-- START OF DATA LINES --

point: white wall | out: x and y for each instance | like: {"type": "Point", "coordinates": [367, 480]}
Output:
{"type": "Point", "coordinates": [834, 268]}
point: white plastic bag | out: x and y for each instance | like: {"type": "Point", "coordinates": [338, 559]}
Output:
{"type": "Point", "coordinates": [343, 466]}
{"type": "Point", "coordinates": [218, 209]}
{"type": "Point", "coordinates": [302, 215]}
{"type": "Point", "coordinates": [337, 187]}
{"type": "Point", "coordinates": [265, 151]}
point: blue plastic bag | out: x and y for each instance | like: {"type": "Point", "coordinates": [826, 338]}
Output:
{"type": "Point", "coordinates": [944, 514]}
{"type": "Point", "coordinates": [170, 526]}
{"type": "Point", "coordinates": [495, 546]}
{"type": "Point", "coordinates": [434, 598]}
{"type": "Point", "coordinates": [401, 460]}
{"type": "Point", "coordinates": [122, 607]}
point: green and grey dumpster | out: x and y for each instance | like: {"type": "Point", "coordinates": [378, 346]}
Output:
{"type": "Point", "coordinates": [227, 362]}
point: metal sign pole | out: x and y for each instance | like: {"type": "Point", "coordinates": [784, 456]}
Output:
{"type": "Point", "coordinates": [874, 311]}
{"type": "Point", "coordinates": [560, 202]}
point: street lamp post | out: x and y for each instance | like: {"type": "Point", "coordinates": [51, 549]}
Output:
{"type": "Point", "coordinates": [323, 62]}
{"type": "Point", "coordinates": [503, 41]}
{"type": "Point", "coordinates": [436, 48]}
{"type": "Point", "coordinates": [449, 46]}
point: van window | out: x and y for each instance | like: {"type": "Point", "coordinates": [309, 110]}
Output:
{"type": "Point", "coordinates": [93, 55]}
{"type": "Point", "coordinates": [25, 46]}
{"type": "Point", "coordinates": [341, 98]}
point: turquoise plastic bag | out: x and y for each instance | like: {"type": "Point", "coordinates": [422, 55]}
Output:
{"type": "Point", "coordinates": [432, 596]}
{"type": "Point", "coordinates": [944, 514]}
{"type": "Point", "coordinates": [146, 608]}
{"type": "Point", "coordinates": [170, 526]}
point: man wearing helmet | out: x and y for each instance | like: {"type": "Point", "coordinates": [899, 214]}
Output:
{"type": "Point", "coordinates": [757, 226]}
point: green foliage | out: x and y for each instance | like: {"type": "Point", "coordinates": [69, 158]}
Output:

-- END OF DATA LINES --

EXERCISE AIM:
Output the entries verbatim.

SOLVED PROBLEM:
point: white wall | out: x and y for each instance | like: {"type": "Point", "coordinates": [367, 480]}
Output:
{"type": "Point", "coordinates": [834, 268]}
point: white plastic bag | out: x and y for each instance | like: {"type": "Point", "coordinates": [338, 559]}
Output:
{"type": "Point", "coordinates": [343, 466]}
{"type": "Point", "coordinates": [218, 209]}
{"type": "Point", "coordinates": [302, 215]}
{"type": "Point", "coordinates": [337, 187]}
{"type": "Point", "coordinates": [265, 151]}
point: blue plastic bag | out: x and y for each instance | like: {"type": "Point", "coordinates": [826, 338]}
Output:
{"type": "Point", "coordinates": [944, 514]}
{"type": "Point", "coordinates": [170, 526]}
{"type": "Point", "coordinates": [495, 546]}
{"type": "Point", "coordinates": [434, 598]}
{"type": "Point", "coordinates": [401, 460]}
{"type": "Point", "coordinates": [122, 607]}
point: green and grey dumpster | out: x and y for each instance | like: {"type": "Point", "coordinates": [378, 346]}
Output:
{"type": "Point", "coordinates": [227, 362]}
point: metal sign pole | out: x and y for each instance | like: {"type": "Point", "coordinates": [784, 456]}
Output:
{"type": "Point", "coordinates": [874, 311]}
{"type": "Point", "coordinates": [560, 202]}
point: street lamp post | out: x and y for each instance | like: {"type": "Point", "coordinates": [51, 549]}
Output:
{"type": "Point", "coordinates": [323, 62]}
{"type": "Point", "coordinates": [503, 41]}
{"type": "Point", "coordinates": [436, 48]}
{"type": "Point", "coordinates": [449, 46]}
point: van window | out: x and y for each instance | like: {"type": "Point", "coordinates": [309, 110]}
Output:
{"type": "Point", "coordinates": [93, 55]}
{"type": "Point", "coordinates": [25, 46]}
{"type": "Point", "coordinates": [341, 98]}
point: turquoise plastic bag | out: x and y for each instance | like: {"type": "Point", "coordinates": [422, 55]}
Output:
{"type": "Point", "coordinates": [432, 596]}
{"type": "Point", "coordinates": [944, 514]}
{"type": "Point", "coordinates": [146, 608]}
{"type": "Point", "coordinates": [170, 526]}
point: man wearing helmet | out: x and y for each instance | like: {"type": "Point", "coordinates": [899, 214]}
Output:
{"type": "Point", "coordinates": [757, 226]}
point: green foliage | out: x and y for each instance | like: {"type": "Point", "coordinates": [69, 158]}
Output:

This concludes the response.